DESCRIPTION OF THE TASK => Please return every line below that contains the string "onion".
###
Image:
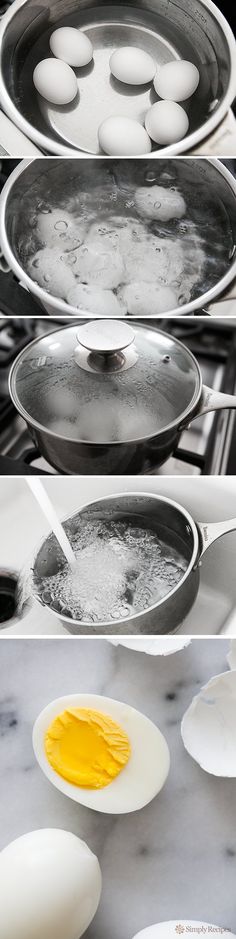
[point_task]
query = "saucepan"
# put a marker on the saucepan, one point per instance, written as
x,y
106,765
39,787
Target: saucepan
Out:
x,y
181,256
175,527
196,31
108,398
###
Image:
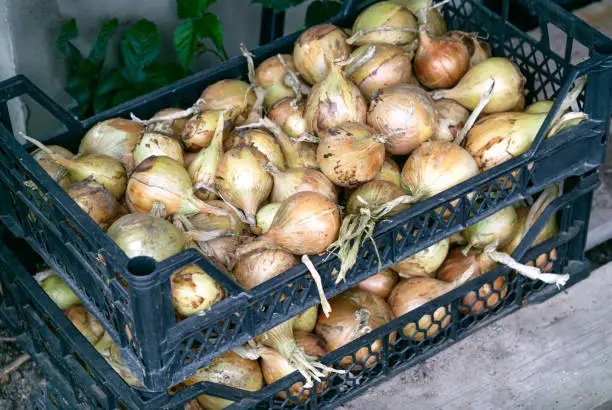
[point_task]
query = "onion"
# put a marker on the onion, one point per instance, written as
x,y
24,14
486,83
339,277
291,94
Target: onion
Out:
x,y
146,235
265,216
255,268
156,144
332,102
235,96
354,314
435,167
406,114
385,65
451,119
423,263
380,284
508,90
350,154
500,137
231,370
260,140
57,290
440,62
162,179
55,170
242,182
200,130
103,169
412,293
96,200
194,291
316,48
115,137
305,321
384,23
###
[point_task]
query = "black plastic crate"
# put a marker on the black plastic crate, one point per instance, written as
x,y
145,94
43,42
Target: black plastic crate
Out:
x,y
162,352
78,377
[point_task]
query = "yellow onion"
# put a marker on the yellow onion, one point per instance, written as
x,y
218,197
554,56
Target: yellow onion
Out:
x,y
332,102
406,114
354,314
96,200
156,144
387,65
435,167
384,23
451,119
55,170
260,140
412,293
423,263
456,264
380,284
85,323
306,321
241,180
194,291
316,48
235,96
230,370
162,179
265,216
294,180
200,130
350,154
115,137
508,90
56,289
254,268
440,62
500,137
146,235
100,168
###
RESPONSE =>
query = "onion"
# put a marker on the onion, one point per instance, written as
Target: onion
query = "yellow onion"
# put a marker on the yellow onion, one point per instance, written as
Target: yellow onion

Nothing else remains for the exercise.